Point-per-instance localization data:
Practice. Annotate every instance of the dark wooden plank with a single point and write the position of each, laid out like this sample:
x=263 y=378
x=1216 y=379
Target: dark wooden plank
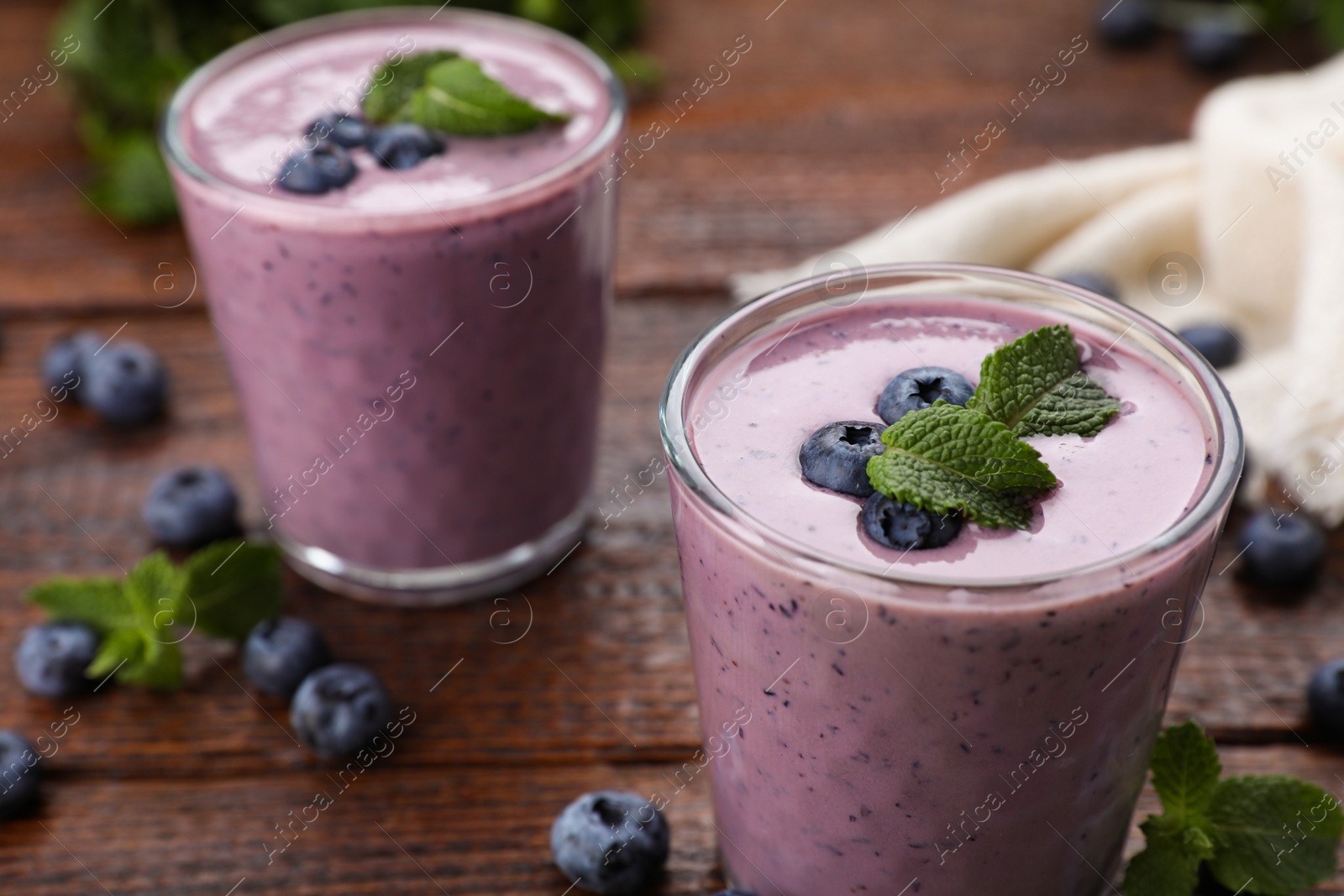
x=835 y=129
x=464 y=829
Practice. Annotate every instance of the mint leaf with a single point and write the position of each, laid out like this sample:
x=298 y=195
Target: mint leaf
x=98 y=602
x=232 y=586
x=1276 y=835
x=394 y=83
x=1167 y=866
x=947 y=458
x=1034 y=385
x=1186 y=770
x=454 y=96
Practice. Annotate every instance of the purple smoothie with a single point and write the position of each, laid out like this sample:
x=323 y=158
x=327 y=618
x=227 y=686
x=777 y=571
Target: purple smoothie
x=416 y=354
x=968 y=719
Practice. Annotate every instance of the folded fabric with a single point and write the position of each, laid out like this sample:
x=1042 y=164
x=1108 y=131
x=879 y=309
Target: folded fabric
x=1256 y=201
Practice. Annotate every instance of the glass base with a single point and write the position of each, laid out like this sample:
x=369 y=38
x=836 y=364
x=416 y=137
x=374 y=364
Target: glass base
x=437 y=586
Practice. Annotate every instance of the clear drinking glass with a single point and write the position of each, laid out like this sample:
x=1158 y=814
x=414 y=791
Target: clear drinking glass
x=924 y=762
x=420 y=378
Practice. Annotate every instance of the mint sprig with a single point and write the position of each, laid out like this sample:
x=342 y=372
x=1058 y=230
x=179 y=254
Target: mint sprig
x=971 y=459
x=1263 y=835
x=1035 y=385
x=445 y=92
x=222 y=590
x=948 y=458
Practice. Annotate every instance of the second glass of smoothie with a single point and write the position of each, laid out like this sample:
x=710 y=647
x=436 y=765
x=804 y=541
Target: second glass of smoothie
x=417 y=352
x=965 y=719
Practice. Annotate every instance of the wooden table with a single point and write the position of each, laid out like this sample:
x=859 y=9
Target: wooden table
x=831 y=125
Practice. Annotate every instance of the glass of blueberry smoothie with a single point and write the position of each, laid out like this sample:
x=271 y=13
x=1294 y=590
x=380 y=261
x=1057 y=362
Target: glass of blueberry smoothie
x=403 y=223
x=942 y=532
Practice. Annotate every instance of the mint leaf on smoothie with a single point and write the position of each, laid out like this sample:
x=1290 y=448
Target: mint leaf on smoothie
x=223 y=590
x=454 y=96
x=948 y=458
x=1035 y=385
x=1265 y=835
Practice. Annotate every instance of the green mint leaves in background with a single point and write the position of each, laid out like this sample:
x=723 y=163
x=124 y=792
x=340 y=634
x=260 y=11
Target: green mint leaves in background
x=1035 y=385
x=1263 y=835
x=947 y=458
x=222 y=590
x=971 y=459
x=445 y=92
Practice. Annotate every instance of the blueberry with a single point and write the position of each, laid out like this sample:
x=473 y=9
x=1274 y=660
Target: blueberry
x=343 y=130
x=190 y=506
x=1220 y=344
x=339 y=708
x=403 y=145
x=906 y=527
x=612 y=842
x=280 y=653
x=1281 y=550
x=64 y=363
x=921 y=387
x=1326 y=699
x=51 y=658
x=1093 y=282
x=20 y=772
x=125 y=383
x=318 y=170
x=837 y=456
x=1213 y=45
x=1126 y=23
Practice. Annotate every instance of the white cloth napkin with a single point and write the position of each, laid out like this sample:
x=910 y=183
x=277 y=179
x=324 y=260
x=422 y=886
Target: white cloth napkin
x=1257 y=197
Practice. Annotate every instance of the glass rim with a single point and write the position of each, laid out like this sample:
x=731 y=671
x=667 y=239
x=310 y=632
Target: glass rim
x=176 y=152
x=1215 y=493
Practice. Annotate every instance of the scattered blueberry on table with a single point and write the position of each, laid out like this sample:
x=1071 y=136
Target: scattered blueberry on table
x=339 y=708
x=917 y=389
x=1218 y=343
x=280 y=653
x=124 y=383
x=51 y=658
x=318 y=170
x=1326 y=699
x=192 y=506
x=611 y=842
x=403 y=145
x=904 y=527
x=20 y=768
x=1093 y=282
x=837 y=456
x=64 y=362
x=1281 y=550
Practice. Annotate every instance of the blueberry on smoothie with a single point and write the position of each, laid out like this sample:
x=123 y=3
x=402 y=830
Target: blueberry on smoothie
x=1218 y=343
x=904 y=527
x=339 y=708
x=1092 y=281
x=125 y=383
x=64 y=362
x=280 y=653
x=318 y=170
x=1213 y=45
x=918 y=389
x=20 y=770
x=1284 y=551
x=611 y=842
x=51 y=658
x=1126 y=24
x=403 y=145
x=192 y=506
x=343 y=130
x=1326 y=699
x=837 y=456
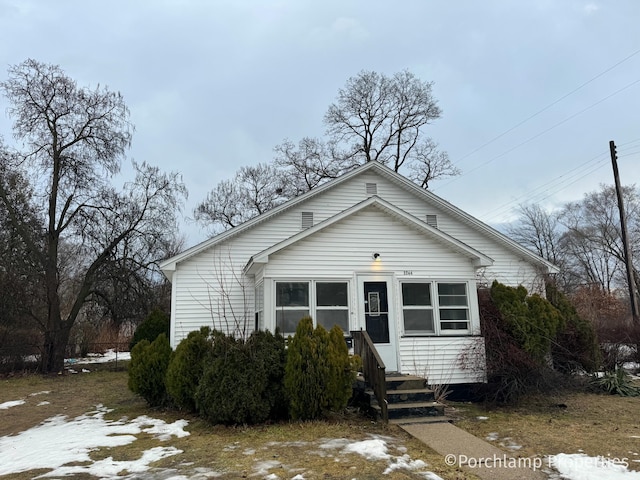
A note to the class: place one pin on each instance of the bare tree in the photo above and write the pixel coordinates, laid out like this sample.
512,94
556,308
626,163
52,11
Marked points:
594,235
383,118
539,231
73,141
429,163
375,117
311,163
252,191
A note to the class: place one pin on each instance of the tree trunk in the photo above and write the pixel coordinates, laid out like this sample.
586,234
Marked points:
55,346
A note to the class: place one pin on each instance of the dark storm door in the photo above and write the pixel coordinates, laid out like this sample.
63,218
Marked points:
379,321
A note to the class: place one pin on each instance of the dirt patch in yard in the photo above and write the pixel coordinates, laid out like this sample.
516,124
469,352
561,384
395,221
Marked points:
594,424
311,449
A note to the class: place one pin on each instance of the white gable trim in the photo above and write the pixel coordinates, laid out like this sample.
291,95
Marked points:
169,265
478,258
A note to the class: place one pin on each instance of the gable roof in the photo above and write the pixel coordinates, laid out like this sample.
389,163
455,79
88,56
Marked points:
478,258
169,265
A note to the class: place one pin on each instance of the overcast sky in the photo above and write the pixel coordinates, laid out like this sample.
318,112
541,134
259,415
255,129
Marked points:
214,85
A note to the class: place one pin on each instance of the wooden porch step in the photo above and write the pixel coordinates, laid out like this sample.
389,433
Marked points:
410,395
408,410
404,382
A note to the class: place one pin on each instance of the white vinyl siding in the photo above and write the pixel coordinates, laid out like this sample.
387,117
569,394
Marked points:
209,288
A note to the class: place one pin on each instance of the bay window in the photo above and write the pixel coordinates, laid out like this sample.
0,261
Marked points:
326,302
428,314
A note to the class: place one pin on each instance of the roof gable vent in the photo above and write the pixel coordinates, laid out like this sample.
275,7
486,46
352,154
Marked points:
307,219
371,188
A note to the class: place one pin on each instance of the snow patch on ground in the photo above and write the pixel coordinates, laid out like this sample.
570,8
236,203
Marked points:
579,466
12,403
376,448
58,441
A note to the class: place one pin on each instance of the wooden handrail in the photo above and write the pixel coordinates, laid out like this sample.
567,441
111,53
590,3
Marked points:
373,368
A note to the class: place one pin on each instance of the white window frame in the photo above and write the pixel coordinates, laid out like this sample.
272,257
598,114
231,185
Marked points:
437,308
425,308
313,306
259,306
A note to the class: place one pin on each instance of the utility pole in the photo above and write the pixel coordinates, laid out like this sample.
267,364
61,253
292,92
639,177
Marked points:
625,242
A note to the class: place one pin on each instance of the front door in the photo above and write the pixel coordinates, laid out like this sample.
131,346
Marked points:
379,321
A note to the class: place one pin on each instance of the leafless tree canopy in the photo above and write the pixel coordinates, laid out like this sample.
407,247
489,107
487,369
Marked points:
584,238
71,140
374,118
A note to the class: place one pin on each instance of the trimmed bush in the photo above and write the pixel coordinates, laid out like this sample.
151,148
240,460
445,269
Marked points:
148,369
576,346
318,376
157,322
306,372
341,375
532,320
511,372
242,381
186,367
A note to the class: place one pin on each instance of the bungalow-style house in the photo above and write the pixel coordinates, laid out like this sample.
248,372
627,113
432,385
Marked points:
368,251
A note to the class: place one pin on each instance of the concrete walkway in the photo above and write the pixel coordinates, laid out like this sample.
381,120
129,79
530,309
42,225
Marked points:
462,449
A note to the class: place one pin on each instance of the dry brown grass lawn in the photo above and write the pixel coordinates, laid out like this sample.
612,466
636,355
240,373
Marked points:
284,449
595,424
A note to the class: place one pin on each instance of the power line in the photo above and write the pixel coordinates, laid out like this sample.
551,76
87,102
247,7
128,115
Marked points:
549,106
570,117
557,184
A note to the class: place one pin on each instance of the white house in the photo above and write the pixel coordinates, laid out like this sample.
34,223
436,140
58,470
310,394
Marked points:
369,251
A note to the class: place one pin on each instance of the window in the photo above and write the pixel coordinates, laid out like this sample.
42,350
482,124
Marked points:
453,306
417,308
326,302
307,220
292,303
259,306
425,315
332,305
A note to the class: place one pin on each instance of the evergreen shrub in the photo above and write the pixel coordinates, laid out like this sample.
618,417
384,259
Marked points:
154,324
531,320
576,346
148,369
341,372
186,367
318,375
242,380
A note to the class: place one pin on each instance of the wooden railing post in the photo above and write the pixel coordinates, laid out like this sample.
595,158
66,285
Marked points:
373,368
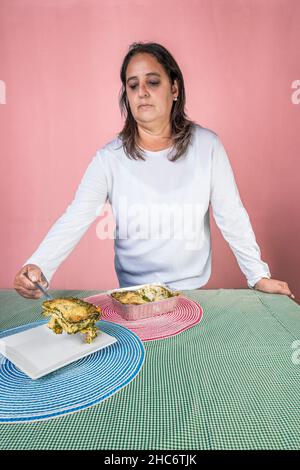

* [Exercise]: Copy out every line from the data above that has "patch" in it.

* [Result for this exercise]:
A note to the class: place one pin on each instance of the dirt patch in yard in the photo above and write the pixel coordinates, laid out like this sample.
A note to the class: place one pin on each instance of the snow patch on ground in the photo above and write the pixel coordinates, laid out like this sample.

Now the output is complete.